> **Problem details**:
Copy out the data below word for word, leaving out the pictures.
★ ★ ★
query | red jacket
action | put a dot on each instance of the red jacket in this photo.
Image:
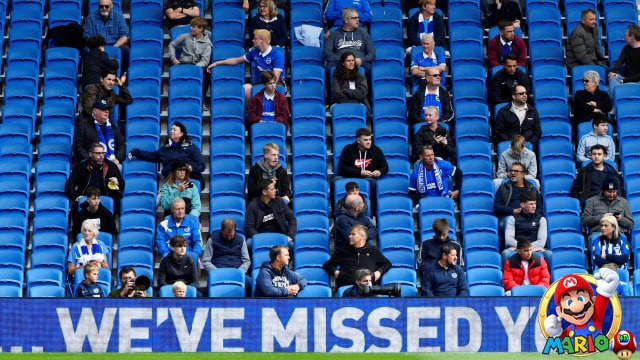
(513, 272)
(281, 108)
★ ★ ★
> **Exercise solution**:
query | red jacket
action | put a dot on each instance of the red jacket in this photo.
Image:
(513, 272)
(281, 108)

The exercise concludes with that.